> _DEINE AUFGABEN_
a) Beantworte bitte anhand der Filmbeschreibung zu „Das Fräulein“ die folgenden Fragen:
(i) Aus welcher Stadt kam Ruža nach Zürich?
(ii) Wofür spart Mila?
(iii) Wie alt ist Ana?
b) Greif die Filmbeschreibung zu „Das Fräulein“ nach ihrem letzten Satz auf und schreib sie weiter.

DAS FRÄULEINR: Andrea Štaka Die Regisseurin Andrea Štaka portraitiert in DAS FRÄULEIN drei Frauen dreier Generationen, die aus unterschiedlichen Gründen aus ihrem Heimatland (dem ehemaligen Jugoslawien) in die Schweiz emigriert sind.
Ruža kam vor knapp 25 Jahren voller Hoffnungen aus Belgrad nach Zürich. Mit Zielstrebigkeit und Ehrgeiz, aber auch unter großen Entbehrungen, hat sich Ruža eine neue Existenz aufgebaut. Sie besitzt eine Kantine, die sie mit Strenge führt. Ruža – von allen abschätzig „das Fräulein“ genannt – verdrängt sowohl ihre Herkunft, als auch ihre Gefühle der Einsamkeit. Ihre langjährige Mitarbeiterin Mila hingegen spart für die Rückkehr nach Kroatien, wenngleich sie hin- und hergerissen ist, zwischen der Schweiz und Kroatien, zwischen Entwurzelung und Hoffnung auf Heimat. Das geregelte, starre Leben in der Kantine gerät ins Wanken als die 22jährige Tramperin Ana aus Sarajevo auftaucht. Ana ist eine lebenshungrige, extrovertierte junge Frau, die ziellos umher streift. Ihre Obdachlosigkeit verschweigt sie, denn einen Mann oder ein Bett für eine Nacht findet sie immer – ein offenes Ohr für ihre Erinnerungen an den Krieg und dessen Folgen zu finden ist weitaus schwieriger.

> _Dateneinträge_
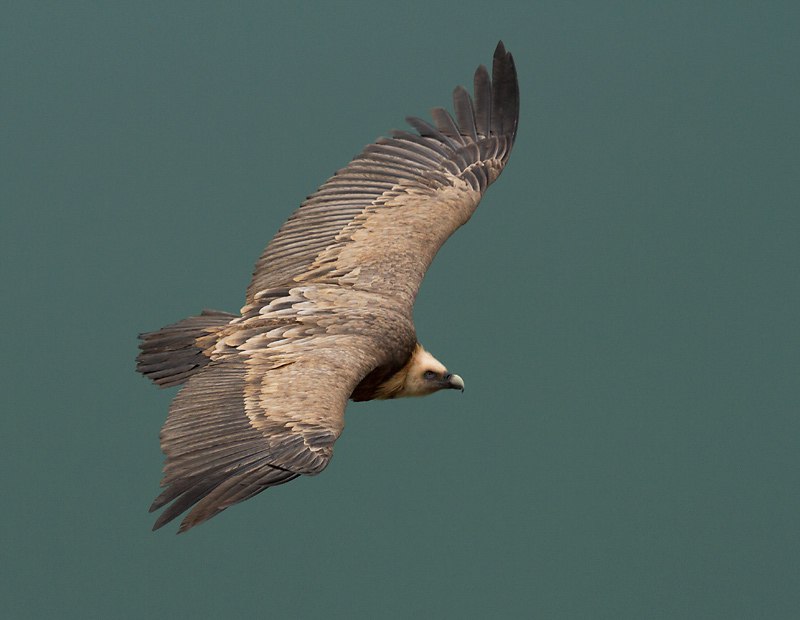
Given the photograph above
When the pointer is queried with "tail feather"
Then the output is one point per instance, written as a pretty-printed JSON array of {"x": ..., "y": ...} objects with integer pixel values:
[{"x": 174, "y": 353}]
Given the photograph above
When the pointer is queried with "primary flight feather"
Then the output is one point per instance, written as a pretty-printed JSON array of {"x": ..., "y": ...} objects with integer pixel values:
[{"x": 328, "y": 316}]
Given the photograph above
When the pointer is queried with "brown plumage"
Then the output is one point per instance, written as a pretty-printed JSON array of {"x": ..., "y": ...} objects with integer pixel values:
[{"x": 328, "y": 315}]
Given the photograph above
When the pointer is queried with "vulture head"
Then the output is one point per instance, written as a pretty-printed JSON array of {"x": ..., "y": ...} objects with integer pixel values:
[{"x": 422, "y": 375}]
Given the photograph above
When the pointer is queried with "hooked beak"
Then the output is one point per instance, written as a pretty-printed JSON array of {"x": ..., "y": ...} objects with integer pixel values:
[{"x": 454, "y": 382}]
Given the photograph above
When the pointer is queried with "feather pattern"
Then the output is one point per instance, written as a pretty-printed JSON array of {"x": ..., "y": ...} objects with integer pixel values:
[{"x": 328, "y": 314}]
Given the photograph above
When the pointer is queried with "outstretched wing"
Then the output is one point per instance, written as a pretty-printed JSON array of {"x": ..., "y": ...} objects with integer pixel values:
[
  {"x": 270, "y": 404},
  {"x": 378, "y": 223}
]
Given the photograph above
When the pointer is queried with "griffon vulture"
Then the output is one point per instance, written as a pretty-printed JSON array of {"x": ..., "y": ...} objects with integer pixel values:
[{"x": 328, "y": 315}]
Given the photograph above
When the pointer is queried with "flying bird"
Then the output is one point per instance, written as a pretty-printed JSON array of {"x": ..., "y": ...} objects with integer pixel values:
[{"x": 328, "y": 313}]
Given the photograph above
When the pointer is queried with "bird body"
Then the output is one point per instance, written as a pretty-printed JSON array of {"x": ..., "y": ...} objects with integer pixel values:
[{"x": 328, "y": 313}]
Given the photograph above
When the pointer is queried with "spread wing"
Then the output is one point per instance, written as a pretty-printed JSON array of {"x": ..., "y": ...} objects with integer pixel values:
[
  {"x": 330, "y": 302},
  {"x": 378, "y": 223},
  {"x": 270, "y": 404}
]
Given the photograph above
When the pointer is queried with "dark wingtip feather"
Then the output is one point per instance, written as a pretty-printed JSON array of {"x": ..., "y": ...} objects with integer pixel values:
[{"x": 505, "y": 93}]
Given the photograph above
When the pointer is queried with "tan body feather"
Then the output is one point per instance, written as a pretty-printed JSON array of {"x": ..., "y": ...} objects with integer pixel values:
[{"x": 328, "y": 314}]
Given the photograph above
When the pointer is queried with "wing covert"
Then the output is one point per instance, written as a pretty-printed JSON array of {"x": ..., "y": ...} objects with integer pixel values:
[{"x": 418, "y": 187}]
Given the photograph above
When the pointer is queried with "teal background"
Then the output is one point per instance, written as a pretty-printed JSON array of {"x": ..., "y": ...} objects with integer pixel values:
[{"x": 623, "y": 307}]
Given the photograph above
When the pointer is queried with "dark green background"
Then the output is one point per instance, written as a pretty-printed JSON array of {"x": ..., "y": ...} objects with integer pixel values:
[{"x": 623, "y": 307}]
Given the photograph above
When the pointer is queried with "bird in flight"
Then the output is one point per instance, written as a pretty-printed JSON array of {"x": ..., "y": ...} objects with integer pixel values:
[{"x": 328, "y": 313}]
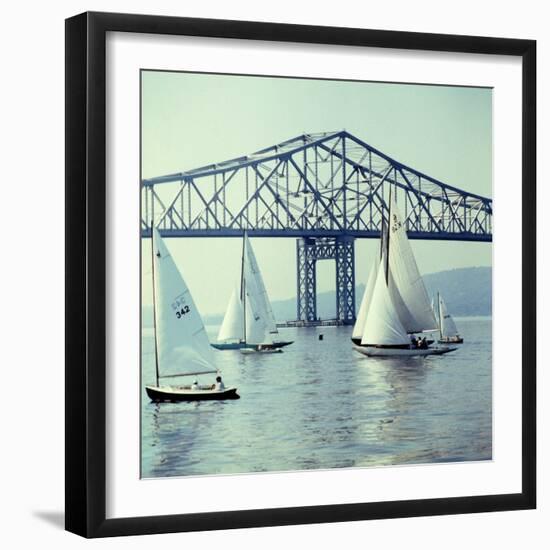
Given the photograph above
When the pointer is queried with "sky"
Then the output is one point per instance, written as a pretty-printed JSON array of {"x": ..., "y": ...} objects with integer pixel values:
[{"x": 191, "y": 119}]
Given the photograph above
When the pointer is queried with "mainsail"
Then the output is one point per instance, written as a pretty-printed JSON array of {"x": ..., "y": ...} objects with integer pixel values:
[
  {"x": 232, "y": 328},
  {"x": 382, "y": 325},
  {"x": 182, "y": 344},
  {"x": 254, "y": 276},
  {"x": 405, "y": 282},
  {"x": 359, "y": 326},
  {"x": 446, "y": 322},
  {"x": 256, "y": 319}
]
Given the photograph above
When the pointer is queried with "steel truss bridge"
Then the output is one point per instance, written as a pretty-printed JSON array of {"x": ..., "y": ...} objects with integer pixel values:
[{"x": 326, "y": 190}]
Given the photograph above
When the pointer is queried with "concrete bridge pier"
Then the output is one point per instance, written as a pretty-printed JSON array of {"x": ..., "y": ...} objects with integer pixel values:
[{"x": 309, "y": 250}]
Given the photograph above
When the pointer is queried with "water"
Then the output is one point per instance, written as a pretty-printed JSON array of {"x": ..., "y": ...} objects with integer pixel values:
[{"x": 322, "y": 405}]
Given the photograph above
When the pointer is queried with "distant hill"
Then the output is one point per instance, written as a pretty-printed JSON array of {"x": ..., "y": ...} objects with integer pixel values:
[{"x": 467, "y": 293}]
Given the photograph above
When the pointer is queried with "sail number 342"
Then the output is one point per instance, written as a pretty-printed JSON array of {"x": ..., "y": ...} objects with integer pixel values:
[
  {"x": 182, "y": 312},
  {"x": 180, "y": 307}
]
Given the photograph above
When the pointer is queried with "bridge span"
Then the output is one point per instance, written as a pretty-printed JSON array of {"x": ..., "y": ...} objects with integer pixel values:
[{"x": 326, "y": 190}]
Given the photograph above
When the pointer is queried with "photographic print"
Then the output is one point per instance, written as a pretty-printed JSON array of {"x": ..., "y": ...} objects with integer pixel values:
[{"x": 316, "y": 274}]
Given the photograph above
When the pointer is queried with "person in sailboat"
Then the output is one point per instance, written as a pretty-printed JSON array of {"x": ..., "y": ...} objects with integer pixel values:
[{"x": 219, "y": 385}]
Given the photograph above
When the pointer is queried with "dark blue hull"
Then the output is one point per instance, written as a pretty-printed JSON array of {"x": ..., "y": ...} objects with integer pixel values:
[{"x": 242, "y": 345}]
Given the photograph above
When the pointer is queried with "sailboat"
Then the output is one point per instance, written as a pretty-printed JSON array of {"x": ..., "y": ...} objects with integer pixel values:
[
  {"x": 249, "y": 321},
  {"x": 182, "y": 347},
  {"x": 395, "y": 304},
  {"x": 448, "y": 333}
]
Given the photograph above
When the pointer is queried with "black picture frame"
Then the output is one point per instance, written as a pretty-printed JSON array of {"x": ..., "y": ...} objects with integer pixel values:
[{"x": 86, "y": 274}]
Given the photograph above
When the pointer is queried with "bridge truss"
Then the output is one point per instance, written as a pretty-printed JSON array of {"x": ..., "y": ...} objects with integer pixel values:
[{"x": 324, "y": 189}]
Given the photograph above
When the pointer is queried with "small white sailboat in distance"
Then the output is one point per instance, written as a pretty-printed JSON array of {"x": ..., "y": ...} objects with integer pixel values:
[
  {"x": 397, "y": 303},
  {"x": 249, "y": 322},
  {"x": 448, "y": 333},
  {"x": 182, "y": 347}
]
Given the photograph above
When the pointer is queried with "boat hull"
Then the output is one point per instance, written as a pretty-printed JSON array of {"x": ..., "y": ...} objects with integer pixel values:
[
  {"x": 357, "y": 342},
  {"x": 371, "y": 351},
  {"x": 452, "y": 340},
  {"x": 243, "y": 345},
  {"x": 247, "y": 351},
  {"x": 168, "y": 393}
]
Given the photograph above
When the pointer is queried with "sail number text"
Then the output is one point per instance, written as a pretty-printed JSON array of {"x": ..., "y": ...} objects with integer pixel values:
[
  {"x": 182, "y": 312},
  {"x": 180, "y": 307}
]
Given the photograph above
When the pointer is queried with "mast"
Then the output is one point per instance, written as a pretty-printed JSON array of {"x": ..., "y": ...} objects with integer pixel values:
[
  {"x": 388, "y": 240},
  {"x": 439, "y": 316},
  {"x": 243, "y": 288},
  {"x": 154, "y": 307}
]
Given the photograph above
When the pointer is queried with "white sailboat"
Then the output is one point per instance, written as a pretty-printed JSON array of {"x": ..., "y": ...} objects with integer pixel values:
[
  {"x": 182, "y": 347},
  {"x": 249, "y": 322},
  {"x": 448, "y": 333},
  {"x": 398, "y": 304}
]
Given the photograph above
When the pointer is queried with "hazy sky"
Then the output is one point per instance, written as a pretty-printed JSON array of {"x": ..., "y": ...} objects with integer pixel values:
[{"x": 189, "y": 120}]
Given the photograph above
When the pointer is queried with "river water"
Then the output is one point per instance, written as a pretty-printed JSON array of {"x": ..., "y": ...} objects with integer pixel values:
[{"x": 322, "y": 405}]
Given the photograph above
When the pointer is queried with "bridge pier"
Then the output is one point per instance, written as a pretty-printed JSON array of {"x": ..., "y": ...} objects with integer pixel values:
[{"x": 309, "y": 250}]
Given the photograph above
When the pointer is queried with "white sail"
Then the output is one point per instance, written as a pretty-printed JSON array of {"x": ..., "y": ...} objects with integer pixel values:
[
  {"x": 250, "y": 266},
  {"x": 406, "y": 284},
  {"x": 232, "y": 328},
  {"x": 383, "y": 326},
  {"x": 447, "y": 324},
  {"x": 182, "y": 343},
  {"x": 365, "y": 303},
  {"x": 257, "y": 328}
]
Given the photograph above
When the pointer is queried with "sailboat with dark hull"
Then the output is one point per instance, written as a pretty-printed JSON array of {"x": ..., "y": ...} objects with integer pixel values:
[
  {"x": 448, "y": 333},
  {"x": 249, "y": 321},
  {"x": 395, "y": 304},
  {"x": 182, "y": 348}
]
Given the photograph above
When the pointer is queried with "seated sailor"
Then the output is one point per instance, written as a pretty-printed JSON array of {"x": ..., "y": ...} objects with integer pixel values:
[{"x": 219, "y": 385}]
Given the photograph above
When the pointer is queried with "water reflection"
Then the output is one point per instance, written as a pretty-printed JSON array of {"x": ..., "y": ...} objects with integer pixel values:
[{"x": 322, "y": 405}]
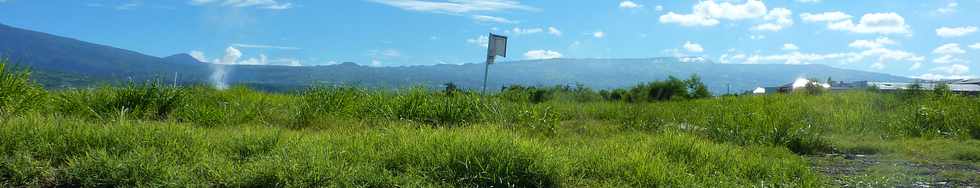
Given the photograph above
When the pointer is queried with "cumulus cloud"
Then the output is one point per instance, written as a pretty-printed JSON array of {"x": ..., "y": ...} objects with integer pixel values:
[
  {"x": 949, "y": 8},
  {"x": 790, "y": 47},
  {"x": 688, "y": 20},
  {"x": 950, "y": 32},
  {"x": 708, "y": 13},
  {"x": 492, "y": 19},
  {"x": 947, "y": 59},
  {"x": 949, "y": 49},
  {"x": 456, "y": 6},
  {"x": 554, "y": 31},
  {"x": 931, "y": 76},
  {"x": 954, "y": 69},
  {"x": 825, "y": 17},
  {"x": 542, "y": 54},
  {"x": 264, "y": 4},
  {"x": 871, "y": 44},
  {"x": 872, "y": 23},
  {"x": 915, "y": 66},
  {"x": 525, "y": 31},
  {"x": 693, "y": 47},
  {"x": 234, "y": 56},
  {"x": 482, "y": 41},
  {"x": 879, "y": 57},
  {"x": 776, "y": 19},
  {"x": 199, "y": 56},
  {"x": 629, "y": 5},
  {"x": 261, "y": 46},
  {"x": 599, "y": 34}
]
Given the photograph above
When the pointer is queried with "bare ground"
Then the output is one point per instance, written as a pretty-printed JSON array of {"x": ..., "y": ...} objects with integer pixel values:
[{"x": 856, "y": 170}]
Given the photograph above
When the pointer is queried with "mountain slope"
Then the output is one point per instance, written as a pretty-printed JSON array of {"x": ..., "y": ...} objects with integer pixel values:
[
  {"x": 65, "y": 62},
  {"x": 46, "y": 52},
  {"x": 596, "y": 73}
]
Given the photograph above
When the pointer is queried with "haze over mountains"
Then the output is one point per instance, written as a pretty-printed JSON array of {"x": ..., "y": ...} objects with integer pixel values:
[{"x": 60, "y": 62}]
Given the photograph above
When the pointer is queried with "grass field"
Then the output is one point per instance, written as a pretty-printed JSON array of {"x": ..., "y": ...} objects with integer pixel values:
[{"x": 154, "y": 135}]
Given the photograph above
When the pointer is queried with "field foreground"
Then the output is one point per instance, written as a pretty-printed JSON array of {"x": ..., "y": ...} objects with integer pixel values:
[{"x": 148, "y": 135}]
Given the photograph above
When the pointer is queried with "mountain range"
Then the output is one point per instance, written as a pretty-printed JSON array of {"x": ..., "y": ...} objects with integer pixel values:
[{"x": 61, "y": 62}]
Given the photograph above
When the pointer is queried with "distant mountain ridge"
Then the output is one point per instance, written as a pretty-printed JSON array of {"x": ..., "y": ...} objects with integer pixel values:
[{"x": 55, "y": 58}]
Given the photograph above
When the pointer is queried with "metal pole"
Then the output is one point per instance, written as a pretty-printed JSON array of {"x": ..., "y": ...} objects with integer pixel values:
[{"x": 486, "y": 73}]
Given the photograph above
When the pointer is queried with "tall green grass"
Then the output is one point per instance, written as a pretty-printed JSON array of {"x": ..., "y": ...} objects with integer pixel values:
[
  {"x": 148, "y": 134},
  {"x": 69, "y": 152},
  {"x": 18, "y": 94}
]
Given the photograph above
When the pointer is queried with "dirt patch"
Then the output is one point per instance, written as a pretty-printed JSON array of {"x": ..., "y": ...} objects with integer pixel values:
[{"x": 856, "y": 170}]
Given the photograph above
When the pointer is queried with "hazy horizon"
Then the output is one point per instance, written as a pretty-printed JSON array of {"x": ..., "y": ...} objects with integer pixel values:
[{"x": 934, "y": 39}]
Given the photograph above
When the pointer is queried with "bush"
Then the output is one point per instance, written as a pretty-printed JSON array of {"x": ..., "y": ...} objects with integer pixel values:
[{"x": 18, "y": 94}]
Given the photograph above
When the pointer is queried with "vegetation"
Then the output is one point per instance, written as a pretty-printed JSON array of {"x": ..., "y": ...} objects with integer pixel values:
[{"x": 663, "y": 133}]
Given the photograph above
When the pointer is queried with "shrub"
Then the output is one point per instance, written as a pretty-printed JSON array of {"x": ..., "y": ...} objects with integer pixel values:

> _LÖSUNGEN_
a)
(i) Aus Belgrad.
(ii) Für die Rückkehr nach Kroatien.
(iii) 22 Jahre.

b)
Die verhärtete Ruža fühlt sich von der Impulsivität und Direktheit dieser jungen Frau bedroht, gleichzeitig wird sie von deren Lebensfreude angezogen. Als Ana an Ružas Geburtstag eine Überraschungsparty organisiert, ist dies der Anstoß zu Veränderungen: Ruža öffnet sich, sie tanzt zu serbischer Volksmusik, amüsiert sich und erlebt so etwas wie einen zweiten Frühling. Es bleibt aber dennoch eine gewisse Distanz bestehen: alle drei Frauen tragen einen Schmerz in sich, der aber unausgesprochen bleibt, und so wagt es Ruža nicht, sich ganz zu öffnen, und Ana hat ein Geheimnis, dem sie sich selbst nicht stellen will...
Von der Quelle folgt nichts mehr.